Directions = Repeat every entry below line for line, leaving each character unchanged.

--- --- ---

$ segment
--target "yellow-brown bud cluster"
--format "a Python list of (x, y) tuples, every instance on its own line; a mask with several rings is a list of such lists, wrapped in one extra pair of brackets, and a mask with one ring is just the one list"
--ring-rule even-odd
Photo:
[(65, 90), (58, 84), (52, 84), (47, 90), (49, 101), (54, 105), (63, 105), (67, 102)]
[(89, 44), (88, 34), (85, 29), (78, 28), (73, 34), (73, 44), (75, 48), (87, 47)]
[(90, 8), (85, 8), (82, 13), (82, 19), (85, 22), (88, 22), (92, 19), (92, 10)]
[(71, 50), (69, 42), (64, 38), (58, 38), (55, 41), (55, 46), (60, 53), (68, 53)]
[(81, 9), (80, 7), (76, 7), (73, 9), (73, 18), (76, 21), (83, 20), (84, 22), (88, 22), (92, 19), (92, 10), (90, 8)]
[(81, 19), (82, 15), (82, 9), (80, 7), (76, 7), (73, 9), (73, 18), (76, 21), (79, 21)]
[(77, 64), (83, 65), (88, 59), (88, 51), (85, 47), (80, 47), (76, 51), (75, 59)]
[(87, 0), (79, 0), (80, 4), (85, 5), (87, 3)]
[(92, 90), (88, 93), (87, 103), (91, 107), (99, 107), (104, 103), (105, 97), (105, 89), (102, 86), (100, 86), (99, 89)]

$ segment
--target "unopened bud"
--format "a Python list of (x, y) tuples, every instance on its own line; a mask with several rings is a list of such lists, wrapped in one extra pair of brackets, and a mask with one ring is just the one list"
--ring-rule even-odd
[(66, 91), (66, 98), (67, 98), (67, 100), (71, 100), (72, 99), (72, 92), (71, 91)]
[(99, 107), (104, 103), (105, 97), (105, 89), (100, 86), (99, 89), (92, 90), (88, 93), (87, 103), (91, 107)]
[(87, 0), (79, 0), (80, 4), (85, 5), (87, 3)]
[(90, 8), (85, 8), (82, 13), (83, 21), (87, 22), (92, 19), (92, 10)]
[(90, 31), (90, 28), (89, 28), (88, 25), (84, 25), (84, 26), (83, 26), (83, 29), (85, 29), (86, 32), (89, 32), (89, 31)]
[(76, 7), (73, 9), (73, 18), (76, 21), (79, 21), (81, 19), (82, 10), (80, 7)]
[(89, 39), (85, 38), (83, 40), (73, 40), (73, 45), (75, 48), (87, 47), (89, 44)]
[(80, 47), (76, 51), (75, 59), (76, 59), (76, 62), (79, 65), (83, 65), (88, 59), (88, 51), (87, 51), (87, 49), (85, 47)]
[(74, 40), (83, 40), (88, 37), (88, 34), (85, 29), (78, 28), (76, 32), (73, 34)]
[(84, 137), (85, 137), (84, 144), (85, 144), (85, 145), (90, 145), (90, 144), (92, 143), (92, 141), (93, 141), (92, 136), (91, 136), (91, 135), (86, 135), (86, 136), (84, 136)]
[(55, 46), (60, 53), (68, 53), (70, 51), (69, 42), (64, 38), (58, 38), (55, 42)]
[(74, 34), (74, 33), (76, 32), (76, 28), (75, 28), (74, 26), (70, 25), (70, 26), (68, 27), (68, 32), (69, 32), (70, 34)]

--- --- ---

Response =
$ segment
--target "yellow-brown bud cluster"
--format "a Python list of (x, y) tuples, every instance on its own line; a mask with several rings is a list of such lists, wrapped in one extra pair of brackets, and a mask with one ring is just the one list"
--ring-rule even-odd
Photo:
[(65, 90), (58, 84), (52, 84), (47, 90), (49, 101), (54, 105), (63, 105), (67, 102)]
[(89, 44), (88, 34), (85, 29), (78, 28), (73, 34), (73, 44), (75, 48), (87, 47)]
[(90, 8), (85, 8), (82, 13), (82, 19), (85, 22), (88, 22), (92, 19), (92, 10)]
[(71, 50), (69, 42), (64, 38), (58, 38), (55, 41), (55, 46), (60, 53), (68, 53)]
[(81, 9), (80, 7), (76, 7), (73, 9), (73, 18), (76, 21), (83, 20), (84, 22), (88, 22), (92, 19), (92, 10), (90, 8)]
[(81, 19), (82, 15), (82, 9), (80, 7), (76, 7), (73, 9), (73, 18), (76, 21), (79, 21)]
[(77, 64), (83, 65), (88, 59), (88, 51), (85, 47), (80, 47), (76, 51), (75, 59)]
[(87, 0), (79, 0), (80, 4), (85, 5), (87, 3)]
[(92, 90), (88, 93), (87, 103), (91, 107), (99, 107), (104, 103), (105, 97), (105, 89), (102, 86), (100, 86), (99, 89)]

$ segment
--target "unopened bud"
--format "a Python list of (x, y) tuples, every instance on its own line; a mask with several rings is a list of such lists, wrapped in one extra pair of brackets, and a mask with one ring is just the one list"
--ring-rule even-odd
[(66, 91), (66, 98), (67, 98), (67, 100), (71, 100), (72, 99), (72, 92), (71, 91)]
[(99, 107), (104, 103), (105, 97), (105, 89), (100, 86), (99, 89), (92, 90), (88, 93), (87, 103), (91, 107)]
[(87, 0), (79, 0), (80, 4), (85, 5), (87, 3)]
[(90, 8), (85, 8), (82, 13), (83, 21), (87, 22), (92, 19), (92, 10)]
[(90, 31), (90, 28), (89, 28), (88, 25), (84, 25), (84, 26), (83, 26), (83, 29), (85, 29), (86, 32), (89, 32), (89, 31)]
[(76, 7), (73, 9), (73, 18), (76, 21), (79, 21), (81, 19), (82, 10), (80, 7)]
[(89, 39), (85, 38), (83, 40), (73, 40), (73, 45), (75, 48), (87, 47), (89, 44)]
[(80, 47), (76, 51), (75, 59), (76, 59), (76, 62), (79, 65), (83, 65), (88, 59), (88, 51), (87, 51), (87, 49), (85, 47)]
[(74, 40), (83, 40), (88, 37), (88, 34), (85, 29), (78, 28), (76, 32), (73, 34)]
[(84, 137), (85, 137), (84, 144), (85, 144), (85, 145), (90, 145), (90, 144), (92, 143), (92, 141), (93, 141), (92, 136), (91, 136), (91, 135), (86, 135), (86, 136), (84, 136)]
[(55, 46), (60, 53), (68, 53), (70, 51), (69, 42), (64, 38), (58, 38), (55, 42)]
[(74, 34), (74, 33), (76, 32), (76, 28), (75, 28), (74, 26), (70, 25), (70, 26), (68, 27), (68, 32), (69, 32), (70, 34)]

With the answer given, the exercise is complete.